- [Seçilmiş bölüm]
--- --- ---

KOS KABUĞU

Suriye meselesinde baştan beri tavrımın ne olduğunu biliyorsunuz.

Ben Esedler ailesini hiçbir zaman sevmedim, sevemedim.

Zira onlarda bu coğrafyanın, bu iklimin, bu kültür ve iman havzasının eserini görmedim.

Baba Hafız Esed, tam bir Türkiye düşmanı idi. Bir diktatördü. Hama’da, Humusta, Deyr El Zurda bir gecede 20 binden fazla insanı katlettiği bilinen en yalın gerçeklerden birisi.

Bir Hırıstiyan olan Mişel Eflak’ın geliştirmiş olduğu “Baas” Partisi ve bu partinin söylemlerini pratiğe geçiren Hafız Esed, İslam’dan kopuk bir vaziyette ülkesine şekil vermeye çalıştı.

Geçen hafta üç gün üst üste yazdığım “Suriye Günlerinde Nusayri Bilginiz Olsun” başlıklı makalemde de belirttiğim üzere Baas/Beese-yeniden diriliş/ rejimi başarılı olmak için belli halk katmanlarına dayanmak zorundaydı.

--- --- ---

- [Yazılı görevler]
[1] Aşağıdaki (a), (b) ve (c) ifadelerinin Suriye yazısıyla uyuşup uyuşmadığını belirtin; her biri için evet ya da hayır deyip bu kararı veren sözleri yazıdan aynen alıntılayın.
(a) Yazara göre Hafız Esed bir Türkiye dostuydu.
(b) Baas Partisi'ni geliştiren kişi Mişel Eflak'tır.
(c) Yazar, "Suriye Günlerinde Nusayri Bilginiz Olsun" başlıklı makalesini tek bir günde yazmıştır.
[2] Suriye yazısını son cümlesinin ardından aynı üslupla ilerletin.
Bundan sonra gelen malzeme, Suriye yazısından ayrı bir kaynaktır.

- [Gösterilen veriler]
--- --- ---

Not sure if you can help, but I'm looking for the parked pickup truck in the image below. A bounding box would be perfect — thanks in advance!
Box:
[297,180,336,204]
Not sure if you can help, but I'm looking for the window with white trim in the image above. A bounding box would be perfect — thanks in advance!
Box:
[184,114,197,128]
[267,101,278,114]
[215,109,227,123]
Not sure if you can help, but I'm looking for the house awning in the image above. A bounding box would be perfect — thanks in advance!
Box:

--- --- ---

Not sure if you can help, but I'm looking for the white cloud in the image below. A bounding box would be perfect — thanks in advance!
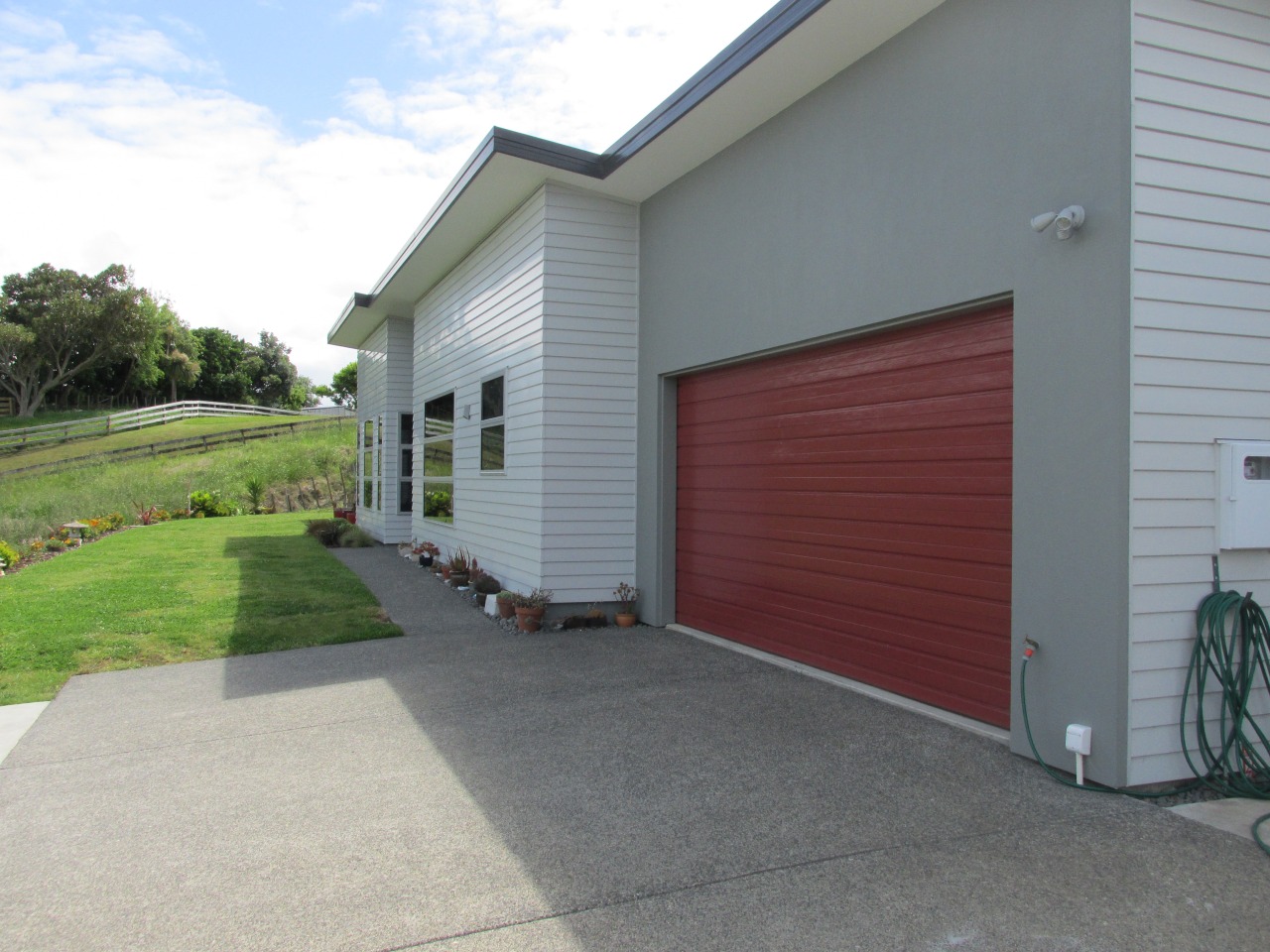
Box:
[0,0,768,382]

--- --- ---

- [Çıktılar]
[1]
(a) Hayır: "Baba Hafız Esed, tam bir Türkiye düşmanı idi."
(b) Evet: "Bir Hırıstiyan olan Mişel Eflak’ın geliştirmiş olduğu “Baas” Partisi"
(c) Hayır: "Geçen hafta üç gün üst üste yazdığım"

[2]
Bu rejimin temel ilkeleri, İslam ve onun uygulamalarından tamamen kopuk, sekülerizmi hayatlarının dayanağı yapan bir yaşam biçimini insanlara dayatmak üzerine kurulmuştu.

Rejim, başka iman ve inanç sahiplerine, inandıklarını doğru dürüst yaşama hakkı vermeyen hükümlerle doldurulmuş vaziyette.

Baas rejimi Esed ailesinin mensubu olduğu Nusayriler üzerine inşa edildi. Bu inancın Ehli Sünnet vel Cemaat anlayışı ile bağdaşık olmayan ikeleri, sekülerizm katarında yol aldıkça ve Sovyet rejimi ile dirsek teması içerisine girdikçe, giderek İslam düşmanlığına dönüştü.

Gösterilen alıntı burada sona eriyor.